**PROVIDED TEXT**
Calmer waters?

Dec 06 | 2022

Santa Fe looks at what’s happened to ocean freight and what might be on the horizon. ​

What might be on the horizon for ocean freight?Professionals planning moves to new countries and continents have endured a truly turbulent 24 months. But as the global mobility business returns to a relative sense of normality, there’s brighter news on the horizon when it comes to moving personal and household effects via surface and sea.

Containing cost
The cost of shipping a container of furniture from Europe to the Far East has settled, and despite continued congestion at ports, pockets of industrial action, and high inflation, prices are set to fall further next year.

Ocean freight has a long reputation for volatility. But no forecast could have predicted the unprecedented profitability of a pandemic. Between 2020 and 2023, container shipping groups will have made as much money as they did in the previous 60-years put together. In other words, more in three years than from the 1950s when container ships were first built, through to 2019.

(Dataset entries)
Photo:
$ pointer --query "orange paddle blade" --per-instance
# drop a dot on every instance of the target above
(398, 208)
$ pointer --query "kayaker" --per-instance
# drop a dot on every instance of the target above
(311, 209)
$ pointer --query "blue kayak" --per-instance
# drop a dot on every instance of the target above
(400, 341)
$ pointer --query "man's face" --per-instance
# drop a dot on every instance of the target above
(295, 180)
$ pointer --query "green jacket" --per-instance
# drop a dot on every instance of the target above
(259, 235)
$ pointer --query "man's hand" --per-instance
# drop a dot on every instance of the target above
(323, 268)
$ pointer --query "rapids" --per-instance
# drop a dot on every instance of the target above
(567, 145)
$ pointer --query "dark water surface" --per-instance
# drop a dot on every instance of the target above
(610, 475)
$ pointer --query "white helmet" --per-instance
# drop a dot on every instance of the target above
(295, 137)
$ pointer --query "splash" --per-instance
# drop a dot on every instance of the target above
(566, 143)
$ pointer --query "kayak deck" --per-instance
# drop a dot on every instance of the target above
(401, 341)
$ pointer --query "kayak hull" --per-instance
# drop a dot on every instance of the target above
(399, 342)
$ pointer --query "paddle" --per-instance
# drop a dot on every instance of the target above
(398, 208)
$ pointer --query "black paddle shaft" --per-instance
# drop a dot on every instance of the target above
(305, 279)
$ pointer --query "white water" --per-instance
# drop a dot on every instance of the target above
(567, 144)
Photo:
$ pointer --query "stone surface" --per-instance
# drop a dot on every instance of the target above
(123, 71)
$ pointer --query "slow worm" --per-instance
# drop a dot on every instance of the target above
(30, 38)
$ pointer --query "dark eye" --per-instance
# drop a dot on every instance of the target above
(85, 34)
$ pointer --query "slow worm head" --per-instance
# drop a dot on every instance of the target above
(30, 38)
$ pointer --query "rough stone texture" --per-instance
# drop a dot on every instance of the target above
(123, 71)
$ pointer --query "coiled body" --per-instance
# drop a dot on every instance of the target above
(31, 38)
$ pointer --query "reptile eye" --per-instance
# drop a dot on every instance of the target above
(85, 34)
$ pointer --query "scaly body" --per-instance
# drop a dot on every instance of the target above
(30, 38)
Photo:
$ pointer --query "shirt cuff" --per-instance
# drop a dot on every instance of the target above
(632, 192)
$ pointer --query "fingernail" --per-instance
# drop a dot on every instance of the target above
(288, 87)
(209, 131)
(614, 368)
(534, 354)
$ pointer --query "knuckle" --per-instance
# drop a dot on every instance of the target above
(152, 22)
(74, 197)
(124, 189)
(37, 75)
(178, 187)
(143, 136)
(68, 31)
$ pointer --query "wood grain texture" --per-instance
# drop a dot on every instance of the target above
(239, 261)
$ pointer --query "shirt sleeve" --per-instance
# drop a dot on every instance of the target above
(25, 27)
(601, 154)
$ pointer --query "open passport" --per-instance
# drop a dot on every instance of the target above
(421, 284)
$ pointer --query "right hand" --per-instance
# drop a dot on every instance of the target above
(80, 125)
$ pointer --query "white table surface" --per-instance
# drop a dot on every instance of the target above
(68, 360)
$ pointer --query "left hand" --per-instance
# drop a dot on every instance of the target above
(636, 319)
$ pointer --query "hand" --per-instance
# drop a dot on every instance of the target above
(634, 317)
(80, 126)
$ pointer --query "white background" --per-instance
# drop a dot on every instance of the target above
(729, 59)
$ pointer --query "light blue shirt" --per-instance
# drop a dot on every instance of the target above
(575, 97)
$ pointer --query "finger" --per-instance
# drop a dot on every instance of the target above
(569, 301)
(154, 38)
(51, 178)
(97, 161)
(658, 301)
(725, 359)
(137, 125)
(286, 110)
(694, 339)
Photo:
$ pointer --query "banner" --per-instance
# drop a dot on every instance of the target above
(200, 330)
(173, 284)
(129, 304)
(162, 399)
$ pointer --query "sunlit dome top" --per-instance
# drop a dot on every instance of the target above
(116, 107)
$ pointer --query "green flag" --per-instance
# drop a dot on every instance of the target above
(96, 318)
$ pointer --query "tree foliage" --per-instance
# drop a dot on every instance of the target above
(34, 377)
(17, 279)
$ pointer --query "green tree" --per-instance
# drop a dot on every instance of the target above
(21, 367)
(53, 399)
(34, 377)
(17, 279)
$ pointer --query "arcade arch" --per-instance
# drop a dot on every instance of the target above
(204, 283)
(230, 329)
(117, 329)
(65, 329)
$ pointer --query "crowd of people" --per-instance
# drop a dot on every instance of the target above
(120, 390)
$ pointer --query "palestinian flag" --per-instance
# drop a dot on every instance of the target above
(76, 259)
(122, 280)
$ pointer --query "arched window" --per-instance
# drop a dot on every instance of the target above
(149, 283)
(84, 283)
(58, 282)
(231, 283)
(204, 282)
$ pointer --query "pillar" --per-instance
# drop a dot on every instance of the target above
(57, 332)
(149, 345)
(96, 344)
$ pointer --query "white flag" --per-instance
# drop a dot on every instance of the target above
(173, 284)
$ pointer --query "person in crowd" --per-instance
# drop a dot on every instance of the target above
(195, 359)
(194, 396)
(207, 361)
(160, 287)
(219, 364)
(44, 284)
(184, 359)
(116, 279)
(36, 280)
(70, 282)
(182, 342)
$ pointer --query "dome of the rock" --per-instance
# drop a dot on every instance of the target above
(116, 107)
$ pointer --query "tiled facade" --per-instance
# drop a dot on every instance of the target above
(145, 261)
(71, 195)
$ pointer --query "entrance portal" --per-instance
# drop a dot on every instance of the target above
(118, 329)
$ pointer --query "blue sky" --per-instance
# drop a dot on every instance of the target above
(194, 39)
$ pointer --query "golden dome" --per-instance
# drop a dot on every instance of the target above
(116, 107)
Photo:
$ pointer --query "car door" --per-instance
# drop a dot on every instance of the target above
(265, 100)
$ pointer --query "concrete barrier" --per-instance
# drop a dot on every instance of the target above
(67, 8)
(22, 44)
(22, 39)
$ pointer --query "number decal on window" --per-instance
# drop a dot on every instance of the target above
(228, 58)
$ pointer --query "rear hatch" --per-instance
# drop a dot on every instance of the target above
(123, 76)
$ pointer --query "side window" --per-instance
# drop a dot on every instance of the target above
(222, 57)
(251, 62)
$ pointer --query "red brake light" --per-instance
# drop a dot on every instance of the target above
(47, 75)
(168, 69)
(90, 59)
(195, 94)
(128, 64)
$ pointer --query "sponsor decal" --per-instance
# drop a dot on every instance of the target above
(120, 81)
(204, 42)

**WORK REQUIRED**
Can you give the ocean freight article again, starting at "Containing cost" and ending at "further next year.", but switching "furniture" to "household goods"?

**SOLUTION**
Containing cost
The cost of shipping a container of household goods from Europe to the Far East has settled, and despite continued congestion at ports, pockets of industrial action, and high inflation, prices are set to fall further next year.